KUTIPAN HALAMAN
Dinamisasi Nahdlatul Ulama dalam kehidupan sosial dan politik
Oleh: Saniman*
Mukoddimah
Nahdlatul Ulama merupakan salah satu organisasi sosial
yang berperan dalam kehidupan sosial dan politik di Indonesia, sejak masa pra
kemerdekaan hingga saat ini.
Dalam beberapa tahun ini, jumlah
warga NU atau yang mengaku Nahdliyin disebut-sebut mencapai sekitar 60 atau 70
juta. Bahkan beberapa lembaga survei menyebut jumlah Nahdliyin mencapai 90 juta
hingga 120 juta orang. Organisasi tsb. merayakan 93 tahun kelahiran pada 31 Januari
2019 tahun ini, (dan Kalender Hijri sudah mencapai 96 tahun pada 16 Rajab 1440
H).
Dalam perjalanannya, NU, sempat
menghadapi dilema untuk bergerak sepenuhnya di bidang sosial atau ikut terjun dalam
kehidupan politik. Sempat menyatakan kembali ke Khittah NU dan tidak terjun ke
persaingan politik, Nahdlatul Ulama kemudian diwakili beberapa partai setelah
kebijakan Asas Tunggal Pancasila pada tahun 1982 di bawah pemerintah Presiden Soeharto.

PERMINTAAN TERTULIS 1
Skalakan koordinat pada jawaban entri dengan faktor 1,75 lalu bulatkan ke bilangan bulat (nilai setengah dibulatkan ke atas), hanya untuk entri dari baris yang memuat "Where can you spot the lips" sampai akhir entri, baris awal itu ikut disertakan. Tulis ulang hanya baris-baris tersebut, lengkap dengan permintaannya.

KUTIPAN ENTRI

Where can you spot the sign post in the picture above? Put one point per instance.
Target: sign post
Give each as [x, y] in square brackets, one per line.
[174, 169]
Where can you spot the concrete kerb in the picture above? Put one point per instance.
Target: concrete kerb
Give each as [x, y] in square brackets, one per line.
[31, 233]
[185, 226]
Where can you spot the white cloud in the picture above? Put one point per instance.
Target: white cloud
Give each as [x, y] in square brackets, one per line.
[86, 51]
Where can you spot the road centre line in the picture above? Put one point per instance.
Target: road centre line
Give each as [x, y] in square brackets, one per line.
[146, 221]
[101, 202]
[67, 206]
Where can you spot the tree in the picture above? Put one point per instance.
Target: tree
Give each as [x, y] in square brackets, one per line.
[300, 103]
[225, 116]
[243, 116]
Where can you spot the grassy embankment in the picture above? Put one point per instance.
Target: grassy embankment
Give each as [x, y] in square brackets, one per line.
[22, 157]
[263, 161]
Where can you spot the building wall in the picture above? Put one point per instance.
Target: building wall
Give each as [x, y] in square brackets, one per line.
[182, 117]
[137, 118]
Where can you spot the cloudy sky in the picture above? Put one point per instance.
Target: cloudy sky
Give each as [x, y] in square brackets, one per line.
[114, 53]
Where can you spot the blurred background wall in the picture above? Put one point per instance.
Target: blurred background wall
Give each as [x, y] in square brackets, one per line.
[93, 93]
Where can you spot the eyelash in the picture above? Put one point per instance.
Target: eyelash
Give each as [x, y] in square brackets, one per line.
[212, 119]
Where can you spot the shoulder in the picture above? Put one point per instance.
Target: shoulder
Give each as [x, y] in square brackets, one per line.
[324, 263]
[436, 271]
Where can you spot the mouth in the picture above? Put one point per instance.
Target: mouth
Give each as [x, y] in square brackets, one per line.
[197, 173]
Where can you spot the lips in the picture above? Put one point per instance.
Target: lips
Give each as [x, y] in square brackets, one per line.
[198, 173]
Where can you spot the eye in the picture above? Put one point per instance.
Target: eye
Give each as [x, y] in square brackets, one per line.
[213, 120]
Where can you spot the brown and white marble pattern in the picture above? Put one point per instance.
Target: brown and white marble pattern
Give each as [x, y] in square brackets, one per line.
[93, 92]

PERMINTAAN TERTULIS 2
Ringkas paragraf kutipan halaman yang diawali "Dalam beberapa tahun ini" menjadi daftar butir yang tetap memuat fakta utamanya.

KELUARAN YANG DIHARAPKAN 1
Where can you spot the lips in the picture above? Put one point per instance.
Target: lips
Give each as [x, y] in square brackets, one per line.
[347, 303]
Where can you spot the eye in the picture above? Put one point per instance.
Target: eye
Give each as [x, y] in square brackets, one per line.
[373, 210]
Where can you spot the brown and white marble pattern in the picture above? Put one point per instance.
Target: brown and white marble pattern
Give each as [x, y] in square brackets, one per line.
[163, 161]

KELUARAN YANG DIHARAPKAN 2
- Jumlah warga NU atau yang mengaku Nahdliyin disebut-sebut sekitar 60 atau 70 juta.
- Beberapa lembaga survei menyebut jumlahnya 90 juta hingga 120 juta orang.
- NU merayakan 93 tahun kelahiran pada 31 Januari 2019.
- Menurut Kalender Hijri, usianya sudah 96 tahun pada 16 Rajab 1440 H.